#### [PROVIDED INFORMATION]
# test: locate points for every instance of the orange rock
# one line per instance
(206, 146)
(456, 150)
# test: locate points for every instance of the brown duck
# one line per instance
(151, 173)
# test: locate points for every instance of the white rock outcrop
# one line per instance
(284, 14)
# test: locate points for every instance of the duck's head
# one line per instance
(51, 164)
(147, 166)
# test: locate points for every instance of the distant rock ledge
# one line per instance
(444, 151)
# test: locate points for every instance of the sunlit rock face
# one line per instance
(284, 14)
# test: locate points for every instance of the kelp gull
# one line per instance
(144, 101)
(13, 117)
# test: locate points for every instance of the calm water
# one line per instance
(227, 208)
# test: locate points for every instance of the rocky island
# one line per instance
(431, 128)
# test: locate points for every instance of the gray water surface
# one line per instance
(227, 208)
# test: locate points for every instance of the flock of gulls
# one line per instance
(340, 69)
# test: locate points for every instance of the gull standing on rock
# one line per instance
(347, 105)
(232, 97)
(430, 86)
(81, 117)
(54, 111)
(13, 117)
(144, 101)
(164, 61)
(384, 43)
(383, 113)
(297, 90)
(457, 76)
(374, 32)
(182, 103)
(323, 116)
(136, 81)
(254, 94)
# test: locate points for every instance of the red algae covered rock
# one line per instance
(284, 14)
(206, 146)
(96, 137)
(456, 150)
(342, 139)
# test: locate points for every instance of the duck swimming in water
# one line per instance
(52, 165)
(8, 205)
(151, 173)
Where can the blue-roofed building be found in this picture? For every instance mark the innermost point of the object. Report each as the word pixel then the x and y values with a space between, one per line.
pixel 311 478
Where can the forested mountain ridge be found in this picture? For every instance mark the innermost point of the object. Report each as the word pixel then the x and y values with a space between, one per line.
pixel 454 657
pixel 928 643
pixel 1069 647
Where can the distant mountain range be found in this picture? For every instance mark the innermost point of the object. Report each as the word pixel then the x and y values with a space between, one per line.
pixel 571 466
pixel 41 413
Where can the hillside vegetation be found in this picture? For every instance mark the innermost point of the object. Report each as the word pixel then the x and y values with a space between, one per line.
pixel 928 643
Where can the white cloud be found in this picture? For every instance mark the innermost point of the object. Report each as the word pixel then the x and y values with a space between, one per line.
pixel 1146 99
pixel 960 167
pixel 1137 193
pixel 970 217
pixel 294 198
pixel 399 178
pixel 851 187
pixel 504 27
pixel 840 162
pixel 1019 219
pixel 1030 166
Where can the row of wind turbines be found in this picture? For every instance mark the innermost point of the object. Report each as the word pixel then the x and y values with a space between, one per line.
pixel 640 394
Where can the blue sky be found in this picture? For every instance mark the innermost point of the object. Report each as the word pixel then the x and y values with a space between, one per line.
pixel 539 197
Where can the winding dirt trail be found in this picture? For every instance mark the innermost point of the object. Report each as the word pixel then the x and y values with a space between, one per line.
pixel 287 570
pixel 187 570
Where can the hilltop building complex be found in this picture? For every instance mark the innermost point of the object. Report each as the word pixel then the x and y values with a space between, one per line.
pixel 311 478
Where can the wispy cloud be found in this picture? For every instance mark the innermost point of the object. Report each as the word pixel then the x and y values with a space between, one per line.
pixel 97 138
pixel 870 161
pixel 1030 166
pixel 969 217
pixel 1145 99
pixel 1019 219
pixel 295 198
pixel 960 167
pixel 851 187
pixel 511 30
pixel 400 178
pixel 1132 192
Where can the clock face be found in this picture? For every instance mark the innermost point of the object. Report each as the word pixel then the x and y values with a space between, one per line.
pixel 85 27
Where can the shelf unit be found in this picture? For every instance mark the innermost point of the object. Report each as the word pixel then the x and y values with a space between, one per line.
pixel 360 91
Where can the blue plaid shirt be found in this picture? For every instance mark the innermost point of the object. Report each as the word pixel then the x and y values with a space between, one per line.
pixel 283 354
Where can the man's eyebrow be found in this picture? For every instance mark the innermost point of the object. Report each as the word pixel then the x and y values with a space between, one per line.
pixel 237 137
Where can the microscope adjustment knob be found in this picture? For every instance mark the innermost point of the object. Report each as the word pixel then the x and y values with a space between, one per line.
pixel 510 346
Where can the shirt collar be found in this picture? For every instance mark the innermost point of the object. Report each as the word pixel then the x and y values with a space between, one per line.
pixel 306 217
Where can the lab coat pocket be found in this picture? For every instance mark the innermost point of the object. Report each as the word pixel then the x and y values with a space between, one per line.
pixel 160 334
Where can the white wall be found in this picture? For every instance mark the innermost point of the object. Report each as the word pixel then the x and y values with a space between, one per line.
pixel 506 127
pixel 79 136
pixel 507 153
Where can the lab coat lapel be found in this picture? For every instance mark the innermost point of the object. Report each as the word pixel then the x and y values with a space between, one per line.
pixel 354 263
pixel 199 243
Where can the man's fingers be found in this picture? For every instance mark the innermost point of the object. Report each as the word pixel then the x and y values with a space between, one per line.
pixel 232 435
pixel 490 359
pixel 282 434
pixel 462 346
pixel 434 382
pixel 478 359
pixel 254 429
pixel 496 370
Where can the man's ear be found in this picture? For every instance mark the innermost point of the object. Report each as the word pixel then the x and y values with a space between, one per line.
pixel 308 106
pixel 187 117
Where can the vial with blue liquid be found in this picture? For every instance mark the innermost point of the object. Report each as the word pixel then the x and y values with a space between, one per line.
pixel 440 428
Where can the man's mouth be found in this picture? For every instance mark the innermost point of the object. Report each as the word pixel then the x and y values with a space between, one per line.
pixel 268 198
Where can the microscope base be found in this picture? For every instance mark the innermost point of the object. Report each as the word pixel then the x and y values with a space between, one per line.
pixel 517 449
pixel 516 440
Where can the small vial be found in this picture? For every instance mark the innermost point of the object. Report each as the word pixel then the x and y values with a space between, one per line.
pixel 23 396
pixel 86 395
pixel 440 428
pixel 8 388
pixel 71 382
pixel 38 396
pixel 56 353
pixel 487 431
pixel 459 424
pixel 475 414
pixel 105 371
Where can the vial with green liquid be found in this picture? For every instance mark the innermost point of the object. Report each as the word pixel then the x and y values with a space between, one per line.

#### [REQUIRED WORK]
What lines in the listing contain "water"? Copy them all.

#### [ANSWER FOR THE TASK]
# test: locate points for every instance of the calm water
# test: locate points for every instance of the gray water surface
# test: locate points for every instance of the duck swimming in water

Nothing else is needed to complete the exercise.